Crónica de Pedro Ivo Carvalho: A empatia de catálogo nas viagens que fazemos

Zambujeira do Mar: na costa onde há sempre tempo
No final, ninguém quer ficar sozinho. Seja numa digressão ocasional ao outro lado do mundo, seja numa romagem permanente ao nosso interior. Para onde estaremos a embarcar daqui a 15 anos?

Partilhamos tudo. Ou quase tudo. Porque a medida da nossa disponibilidade é sempre ambígua. Como deve ser ambígua qualquer relação com o hábito. Vamos recuar 15 anos. Imaginem-se num reduto de eleição, numa daquelas geografias onde sempre quiseram estar e de onde nunca partiram mesmo antes de lá terem estado. Agora pensem na forma como eternizavam as memórias fotográficas desse momento. E na forma como o fazem hoje, a toda a hora, com filtros e sem eles, com hashtags que não são mais do que bandarilhas douradas no nosso lombo saltimbanco, com uma cadência que só não é doentia porque está cristalizada na normalização dos chamados costumes sociais.

--------

◆ Tarefas e exercícios
**a.** Por favor, reproduza a crónica sobre viagens desde "Zambujeira do Mar: na" até "daqui a 15 anos?".
**b.** Responda a estas perguntas sobre a crónica sobre viagens:
(i) Que localidade aparece associada à costa onde há sempre tempo?
(ii) Quantos anos a crónica convida o leitor a recuar?
(iii) Com que são comparadas as hashtags?
O material não tem qualquer papel no que aqui se pede.

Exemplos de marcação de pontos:
--------

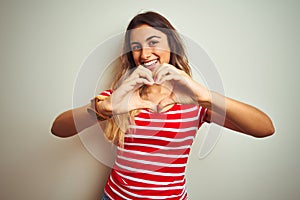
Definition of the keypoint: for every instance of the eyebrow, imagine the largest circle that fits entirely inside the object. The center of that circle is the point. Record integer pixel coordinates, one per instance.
(149, 38)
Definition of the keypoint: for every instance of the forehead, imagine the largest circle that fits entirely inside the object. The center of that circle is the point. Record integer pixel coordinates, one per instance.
(143, 32)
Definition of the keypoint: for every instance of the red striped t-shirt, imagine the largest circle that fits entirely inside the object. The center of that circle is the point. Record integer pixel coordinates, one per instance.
(152, 163)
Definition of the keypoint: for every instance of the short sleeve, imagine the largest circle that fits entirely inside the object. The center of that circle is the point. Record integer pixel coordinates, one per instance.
(202, 115)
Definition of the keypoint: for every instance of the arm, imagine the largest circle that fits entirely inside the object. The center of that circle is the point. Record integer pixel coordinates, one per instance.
(238, 116)
(73, 121)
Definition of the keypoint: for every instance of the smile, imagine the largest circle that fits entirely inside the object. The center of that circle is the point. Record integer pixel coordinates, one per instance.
(152, 62)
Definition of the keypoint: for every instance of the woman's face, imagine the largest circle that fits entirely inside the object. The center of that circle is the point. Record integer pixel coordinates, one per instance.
(149, 47)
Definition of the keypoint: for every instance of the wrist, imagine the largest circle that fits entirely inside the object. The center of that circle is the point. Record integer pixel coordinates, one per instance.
(98, 110)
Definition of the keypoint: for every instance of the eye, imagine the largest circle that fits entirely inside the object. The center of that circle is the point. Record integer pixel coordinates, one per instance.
(135, 47)
(153, 43)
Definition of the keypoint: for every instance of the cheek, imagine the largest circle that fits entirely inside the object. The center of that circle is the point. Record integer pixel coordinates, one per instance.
(165, 56)
(135, 58)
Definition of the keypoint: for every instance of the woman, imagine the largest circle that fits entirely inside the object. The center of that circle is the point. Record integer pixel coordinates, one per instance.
(153, 112)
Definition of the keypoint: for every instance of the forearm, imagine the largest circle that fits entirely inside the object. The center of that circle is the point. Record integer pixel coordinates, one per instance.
(72, 122)
(240, 116)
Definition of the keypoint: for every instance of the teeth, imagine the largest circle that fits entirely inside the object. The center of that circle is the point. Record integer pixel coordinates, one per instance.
(150, 63)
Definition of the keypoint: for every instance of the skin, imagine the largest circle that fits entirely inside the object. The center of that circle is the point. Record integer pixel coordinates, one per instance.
(164, 85)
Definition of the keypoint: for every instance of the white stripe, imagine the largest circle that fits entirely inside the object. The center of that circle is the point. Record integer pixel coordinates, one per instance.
(148, 181)
(153, 154)
(156, 188)
(158, 146)
(167, 120)
(116, 192)
(175, 111)
(159, 138)
(107, 92)
(153, 128)
(142, 196)
(152, 163)
(148, 171)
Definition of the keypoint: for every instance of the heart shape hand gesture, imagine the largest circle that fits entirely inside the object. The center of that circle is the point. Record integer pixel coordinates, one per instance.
(165, 86)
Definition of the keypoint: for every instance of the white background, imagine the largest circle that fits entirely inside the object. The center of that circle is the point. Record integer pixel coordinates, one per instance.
(254, 44)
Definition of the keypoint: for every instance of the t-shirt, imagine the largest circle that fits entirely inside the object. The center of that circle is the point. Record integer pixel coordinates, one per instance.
(152, 163)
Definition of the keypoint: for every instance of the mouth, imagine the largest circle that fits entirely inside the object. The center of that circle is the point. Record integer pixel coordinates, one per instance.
(149, 64)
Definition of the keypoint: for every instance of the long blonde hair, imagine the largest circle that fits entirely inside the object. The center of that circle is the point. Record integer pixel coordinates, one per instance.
(117, 126)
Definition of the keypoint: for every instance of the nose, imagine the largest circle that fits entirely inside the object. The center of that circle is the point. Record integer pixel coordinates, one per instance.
(146, 52)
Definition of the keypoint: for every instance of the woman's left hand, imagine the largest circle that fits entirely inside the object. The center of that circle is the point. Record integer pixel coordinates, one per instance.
(184, 89)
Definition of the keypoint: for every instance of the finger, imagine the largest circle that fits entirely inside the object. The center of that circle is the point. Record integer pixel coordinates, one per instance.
(163, 71)
(143, 72)
(169, 77)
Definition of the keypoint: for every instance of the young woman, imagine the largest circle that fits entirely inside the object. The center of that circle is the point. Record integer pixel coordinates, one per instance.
(153, 112)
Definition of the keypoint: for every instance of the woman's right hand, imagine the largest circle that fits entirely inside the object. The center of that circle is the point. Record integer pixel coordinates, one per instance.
(127, 97)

--------

◆ Respostas por tarefa
**a.**
Zambujeira do Mar: na costa onde há sempre tempo
No final, ninguém quer ficar sozinho. Seja numa digressão ocasional ao outro lado do mundo, seja numa romagem permanente ao nosso interior. Para onde estaremos a embarcar daqui a 15 anos?

**b.**
(i) Zambujeira do Mar.
(ii) 15 anos.
(iii) Com bandarilhas douradas no nosso lombo saltimbanco.